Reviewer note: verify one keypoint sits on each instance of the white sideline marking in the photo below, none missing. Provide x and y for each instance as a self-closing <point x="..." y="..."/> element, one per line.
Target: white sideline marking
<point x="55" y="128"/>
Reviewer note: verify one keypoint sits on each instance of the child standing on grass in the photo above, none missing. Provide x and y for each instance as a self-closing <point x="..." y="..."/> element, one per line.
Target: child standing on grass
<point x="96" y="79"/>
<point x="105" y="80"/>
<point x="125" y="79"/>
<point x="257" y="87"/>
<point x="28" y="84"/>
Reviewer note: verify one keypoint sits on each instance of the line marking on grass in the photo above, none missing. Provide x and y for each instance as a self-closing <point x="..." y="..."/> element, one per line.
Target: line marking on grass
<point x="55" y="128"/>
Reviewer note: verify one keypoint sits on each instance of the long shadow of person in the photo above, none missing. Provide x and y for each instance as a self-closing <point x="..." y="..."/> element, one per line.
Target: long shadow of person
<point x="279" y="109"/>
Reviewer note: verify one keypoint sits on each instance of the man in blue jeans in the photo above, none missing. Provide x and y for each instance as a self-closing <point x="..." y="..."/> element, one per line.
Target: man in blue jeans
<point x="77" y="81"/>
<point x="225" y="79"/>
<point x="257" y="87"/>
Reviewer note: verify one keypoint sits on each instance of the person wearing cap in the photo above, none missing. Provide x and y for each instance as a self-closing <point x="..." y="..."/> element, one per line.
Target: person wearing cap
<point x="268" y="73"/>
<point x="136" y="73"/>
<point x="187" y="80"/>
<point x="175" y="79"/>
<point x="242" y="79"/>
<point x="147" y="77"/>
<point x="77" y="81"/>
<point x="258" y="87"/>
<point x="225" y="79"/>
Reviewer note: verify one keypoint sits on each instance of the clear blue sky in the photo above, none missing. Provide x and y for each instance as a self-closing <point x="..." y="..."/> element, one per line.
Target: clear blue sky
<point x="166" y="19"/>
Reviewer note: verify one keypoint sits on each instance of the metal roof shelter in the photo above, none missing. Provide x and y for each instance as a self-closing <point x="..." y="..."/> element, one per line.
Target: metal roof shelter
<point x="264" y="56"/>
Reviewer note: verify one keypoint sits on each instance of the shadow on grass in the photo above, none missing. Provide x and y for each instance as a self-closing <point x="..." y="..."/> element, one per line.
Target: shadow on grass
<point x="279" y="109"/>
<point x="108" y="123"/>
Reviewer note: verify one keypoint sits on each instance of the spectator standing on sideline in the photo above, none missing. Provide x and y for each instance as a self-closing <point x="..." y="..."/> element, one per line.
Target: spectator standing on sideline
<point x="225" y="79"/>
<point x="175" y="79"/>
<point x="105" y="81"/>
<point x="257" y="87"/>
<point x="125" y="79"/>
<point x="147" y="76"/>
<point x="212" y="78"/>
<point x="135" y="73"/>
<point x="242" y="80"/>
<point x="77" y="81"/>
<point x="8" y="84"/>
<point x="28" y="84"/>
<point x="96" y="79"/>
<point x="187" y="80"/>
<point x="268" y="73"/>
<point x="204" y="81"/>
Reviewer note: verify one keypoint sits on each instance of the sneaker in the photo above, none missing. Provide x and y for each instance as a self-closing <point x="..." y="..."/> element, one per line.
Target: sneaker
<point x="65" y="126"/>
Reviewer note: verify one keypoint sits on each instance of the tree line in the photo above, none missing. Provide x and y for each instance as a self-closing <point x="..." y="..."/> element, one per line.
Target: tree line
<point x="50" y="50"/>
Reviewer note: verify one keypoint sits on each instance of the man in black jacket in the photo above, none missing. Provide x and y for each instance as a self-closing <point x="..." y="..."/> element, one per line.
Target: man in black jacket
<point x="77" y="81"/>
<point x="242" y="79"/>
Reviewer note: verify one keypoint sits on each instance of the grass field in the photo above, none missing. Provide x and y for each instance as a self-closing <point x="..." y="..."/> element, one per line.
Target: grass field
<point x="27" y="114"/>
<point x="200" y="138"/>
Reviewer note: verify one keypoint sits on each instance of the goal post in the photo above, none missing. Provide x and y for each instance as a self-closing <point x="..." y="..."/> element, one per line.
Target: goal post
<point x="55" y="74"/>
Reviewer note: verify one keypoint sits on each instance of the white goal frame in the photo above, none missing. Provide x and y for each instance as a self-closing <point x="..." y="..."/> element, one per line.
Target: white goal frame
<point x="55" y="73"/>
•••••
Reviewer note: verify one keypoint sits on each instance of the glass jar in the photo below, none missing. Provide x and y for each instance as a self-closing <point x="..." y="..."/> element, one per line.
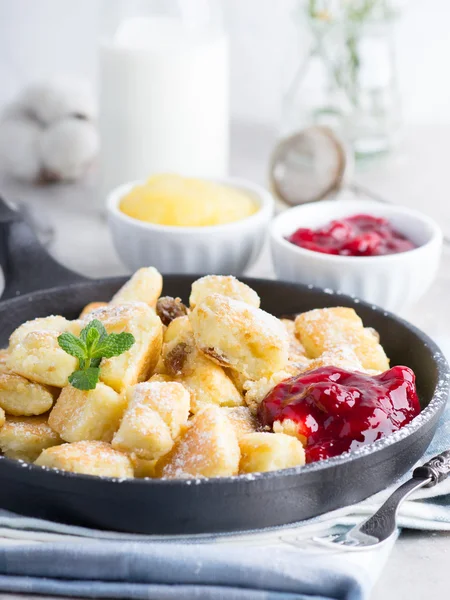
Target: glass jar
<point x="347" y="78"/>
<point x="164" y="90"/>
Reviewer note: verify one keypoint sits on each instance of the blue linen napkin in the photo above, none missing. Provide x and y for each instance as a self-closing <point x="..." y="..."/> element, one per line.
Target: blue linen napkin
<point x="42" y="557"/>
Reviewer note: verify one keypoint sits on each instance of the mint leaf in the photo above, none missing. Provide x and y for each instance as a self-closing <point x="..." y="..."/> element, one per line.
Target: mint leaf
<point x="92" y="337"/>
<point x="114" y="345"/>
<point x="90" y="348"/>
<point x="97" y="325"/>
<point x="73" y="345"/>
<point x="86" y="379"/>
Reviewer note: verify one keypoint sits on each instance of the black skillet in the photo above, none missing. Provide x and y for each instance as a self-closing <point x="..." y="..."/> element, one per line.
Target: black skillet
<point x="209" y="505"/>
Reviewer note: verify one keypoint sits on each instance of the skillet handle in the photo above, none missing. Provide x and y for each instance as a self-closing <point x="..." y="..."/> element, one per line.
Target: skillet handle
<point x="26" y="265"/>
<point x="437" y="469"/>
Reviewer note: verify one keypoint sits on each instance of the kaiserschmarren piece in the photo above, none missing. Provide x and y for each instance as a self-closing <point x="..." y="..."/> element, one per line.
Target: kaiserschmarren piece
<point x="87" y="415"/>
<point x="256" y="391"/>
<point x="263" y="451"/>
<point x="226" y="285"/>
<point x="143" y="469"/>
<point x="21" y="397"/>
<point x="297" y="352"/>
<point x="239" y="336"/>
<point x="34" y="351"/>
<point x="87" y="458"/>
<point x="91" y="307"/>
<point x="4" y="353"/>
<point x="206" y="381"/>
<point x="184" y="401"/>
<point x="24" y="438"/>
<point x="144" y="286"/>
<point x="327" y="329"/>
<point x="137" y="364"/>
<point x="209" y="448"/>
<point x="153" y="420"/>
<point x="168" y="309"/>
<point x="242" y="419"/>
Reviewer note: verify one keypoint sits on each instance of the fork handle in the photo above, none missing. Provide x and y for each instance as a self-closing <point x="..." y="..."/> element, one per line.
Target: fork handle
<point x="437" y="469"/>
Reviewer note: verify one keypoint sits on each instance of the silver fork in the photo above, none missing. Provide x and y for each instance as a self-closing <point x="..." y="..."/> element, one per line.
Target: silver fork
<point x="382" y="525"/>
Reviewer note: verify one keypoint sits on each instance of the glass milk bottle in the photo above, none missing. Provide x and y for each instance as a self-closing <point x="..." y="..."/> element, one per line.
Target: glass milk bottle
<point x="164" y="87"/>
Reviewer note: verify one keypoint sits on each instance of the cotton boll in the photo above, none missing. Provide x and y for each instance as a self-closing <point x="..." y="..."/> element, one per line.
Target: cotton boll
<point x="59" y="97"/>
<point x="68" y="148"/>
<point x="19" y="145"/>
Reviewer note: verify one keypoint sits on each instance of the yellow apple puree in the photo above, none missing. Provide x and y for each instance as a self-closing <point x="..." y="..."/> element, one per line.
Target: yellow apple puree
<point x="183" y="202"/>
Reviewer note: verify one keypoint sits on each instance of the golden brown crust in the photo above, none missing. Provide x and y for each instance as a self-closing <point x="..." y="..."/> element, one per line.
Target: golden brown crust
•••••
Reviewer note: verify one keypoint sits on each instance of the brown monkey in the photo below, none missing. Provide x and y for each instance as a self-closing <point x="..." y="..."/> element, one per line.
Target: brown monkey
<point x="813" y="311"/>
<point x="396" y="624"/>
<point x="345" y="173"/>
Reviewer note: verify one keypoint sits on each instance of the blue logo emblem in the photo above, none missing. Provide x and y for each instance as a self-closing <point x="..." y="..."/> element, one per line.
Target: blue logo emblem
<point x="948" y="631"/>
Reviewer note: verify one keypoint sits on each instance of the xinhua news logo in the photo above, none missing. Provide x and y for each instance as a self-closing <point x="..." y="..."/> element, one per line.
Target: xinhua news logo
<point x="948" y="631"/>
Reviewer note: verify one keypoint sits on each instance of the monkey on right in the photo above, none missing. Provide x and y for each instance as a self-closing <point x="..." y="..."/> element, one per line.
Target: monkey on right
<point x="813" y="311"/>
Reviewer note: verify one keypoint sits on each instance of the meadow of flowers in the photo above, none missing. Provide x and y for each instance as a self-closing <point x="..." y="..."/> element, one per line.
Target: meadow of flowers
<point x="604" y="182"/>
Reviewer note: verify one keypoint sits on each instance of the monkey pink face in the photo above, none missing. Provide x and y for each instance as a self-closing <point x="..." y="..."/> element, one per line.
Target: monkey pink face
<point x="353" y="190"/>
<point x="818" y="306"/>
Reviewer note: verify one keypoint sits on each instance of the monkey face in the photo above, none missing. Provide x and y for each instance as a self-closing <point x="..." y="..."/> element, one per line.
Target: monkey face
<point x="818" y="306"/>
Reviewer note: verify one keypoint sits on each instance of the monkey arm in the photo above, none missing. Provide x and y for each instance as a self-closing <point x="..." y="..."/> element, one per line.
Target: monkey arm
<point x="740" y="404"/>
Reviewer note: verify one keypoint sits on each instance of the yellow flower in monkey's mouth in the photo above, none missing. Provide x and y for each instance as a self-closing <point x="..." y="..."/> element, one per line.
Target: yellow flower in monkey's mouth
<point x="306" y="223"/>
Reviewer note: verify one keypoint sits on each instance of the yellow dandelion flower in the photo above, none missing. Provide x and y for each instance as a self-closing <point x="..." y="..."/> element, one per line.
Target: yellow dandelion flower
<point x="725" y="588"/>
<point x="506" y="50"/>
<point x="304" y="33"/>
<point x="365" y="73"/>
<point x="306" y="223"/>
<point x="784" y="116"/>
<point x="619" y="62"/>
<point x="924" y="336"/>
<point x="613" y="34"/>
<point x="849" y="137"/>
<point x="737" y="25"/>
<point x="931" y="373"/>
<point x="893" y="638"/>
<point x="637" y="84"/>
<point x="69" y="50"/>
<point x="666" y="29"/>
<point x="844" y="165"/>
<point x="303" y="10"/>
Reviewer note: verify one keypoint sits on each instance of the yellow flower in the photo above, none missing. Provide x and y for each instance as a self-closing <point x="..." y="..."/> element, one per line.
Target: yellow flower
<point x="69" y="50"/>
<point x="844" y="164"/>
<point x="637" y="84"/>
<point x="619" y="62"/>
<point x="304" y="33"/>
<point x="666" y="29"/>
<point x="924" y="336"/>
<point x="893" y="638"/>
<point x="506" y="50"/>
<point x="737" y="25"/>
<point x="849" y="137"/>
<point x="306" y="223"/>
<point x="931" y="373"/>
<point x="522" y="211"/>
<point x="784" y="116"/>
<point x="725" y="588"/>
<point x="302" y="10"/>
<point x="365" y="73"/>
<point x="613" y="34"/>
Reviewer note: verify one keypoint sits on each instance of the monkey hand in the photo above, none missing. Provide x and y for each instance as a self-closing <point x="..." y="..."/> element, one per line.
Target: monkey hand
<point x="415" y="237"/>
•••••
[Exercise details]
Count the lines in the data above that contain the word "boll". Reply with the number only.

[Output of the exercise]
2